> _Assigned task_
Write what comes next in the passage on wattle and daub, starting after its last sentence.

> _Given passage_
┌──

The wattle is made by weaving thin branches (either whole, or more usually split) or slats between upright stakes. The wattle may be made as loose panels, slotted between timber framing to make infill panels, or made in place to form the whole of a wall. In different regions, the material of wattle can be different. For example, at the Mitchell Site on the northern outskirts of the city of Mitchell, South Dakota, willow has been found as the wattle material of the walls of the house. Reeds and vines can also be used as wattle material. The origin of the term wattle describing a group of acacias in Australia, is derived from the common use of acacias as wattle in early Australian European settlements.

==Daub ==
Daub is usually created from a mixture of ingredients from three categories: binders, aggregates and reinforcement. Binders hold the mix together and can include clay, lime, chalk dust and limestone dust. Aggregates give the mix its bulk and dimensional stability through materials such as mud, sand, crushed chalk and crushed stone. Reinforcement is provided by straw, hair, hay or other fibrous materials, and helps to hold the mix together as well as to control shrinkage and provide flexibility. The daub may be mixed by hand, or by treading - either by humans or livestock. It is then applied to the wattle and allowed to dry, and often then whitewashed to increase its resistance to rain. Sometimes there can be more than one layer of daub. At the Mitchell Site, the anterior of the house had double layers of burned daub.

└──

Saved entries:
┌──

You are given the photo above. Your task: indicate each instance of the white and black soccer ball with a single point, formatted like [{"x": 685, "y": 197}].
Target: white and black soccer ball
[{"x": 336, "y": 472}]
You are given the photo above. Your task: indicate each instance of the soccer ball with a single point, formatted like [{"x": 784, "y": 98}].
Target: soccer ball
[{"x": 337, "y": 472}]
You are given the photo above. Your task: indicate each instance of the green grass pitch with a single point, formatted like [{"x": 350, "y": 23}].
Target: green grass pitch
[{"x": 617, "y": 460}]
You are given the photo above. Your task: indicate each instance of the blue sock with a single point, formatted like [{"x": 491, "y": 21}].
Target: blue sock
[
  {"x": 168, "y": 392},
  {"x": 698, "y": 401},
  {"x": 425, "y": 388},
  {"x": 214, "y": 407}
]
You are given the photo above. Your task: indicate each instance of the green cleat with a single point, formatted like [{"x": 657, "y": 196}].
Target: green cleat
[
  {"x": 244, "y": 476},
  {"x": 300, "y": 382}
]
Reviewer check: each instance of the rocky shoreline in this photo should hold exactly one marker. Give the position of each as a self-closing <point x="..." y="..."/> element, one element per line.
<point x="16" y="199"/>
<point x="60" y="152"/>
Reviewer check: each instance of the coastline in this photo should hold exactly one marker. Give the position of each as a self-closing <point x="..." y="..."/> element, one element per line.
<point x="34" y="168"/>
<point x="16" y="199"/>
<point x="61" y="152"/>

└──
┌──

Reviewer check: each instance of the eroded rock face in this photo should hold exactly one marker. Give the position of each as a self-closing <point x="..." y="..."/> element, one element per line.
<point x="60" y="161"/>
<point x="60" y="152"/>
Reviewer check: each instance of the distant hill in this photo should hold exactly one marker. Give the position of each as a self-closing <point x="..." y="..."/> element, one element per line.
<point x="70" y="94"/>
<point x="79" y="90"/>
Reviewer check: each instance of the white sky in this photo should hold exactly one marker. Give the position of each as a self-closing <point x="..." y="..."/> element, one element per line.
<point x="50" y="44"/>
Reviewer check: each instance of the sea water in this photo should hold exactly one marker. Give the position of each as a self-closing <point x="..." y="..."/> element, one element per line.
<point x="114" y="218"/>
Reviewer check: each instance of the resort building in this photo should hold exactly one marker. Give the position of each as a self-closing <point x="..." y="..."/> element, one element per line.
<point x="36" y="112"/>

└──

> _Response_
==Styles of infill panels==
There were two popular choices for wattle and daub infill paneling: close-studded paneling and square paneling.

===Close-studding===
Close-studding panels create a much narrower space between the timbers: anywhere from 7 to 16 inches (18 to 40 cm). For this style of panel, weaving is too difficult, so the wattles run horizontally and are known as ledgers. The ledgers are sprung into each upright timber (stud) through a system of augered holes on one side and short chiseled grooves along the other. The holes (along with holes of square paneling) are drilled at a slight angle towards the outer face of each stud. This allows room for upright hazels to be tied to ledgers from the inside of the building. The horizontal ledgers are placed every two to three feet (0.6 to 0.9 metres) with whole hazel rods positioned upright top to bottom and lashed to the ledgers. These hazel rods are generally tied a finger-width apart with 6–8 rods each with a 16-inch (40 cm) width. Gaps allow key formation for drying.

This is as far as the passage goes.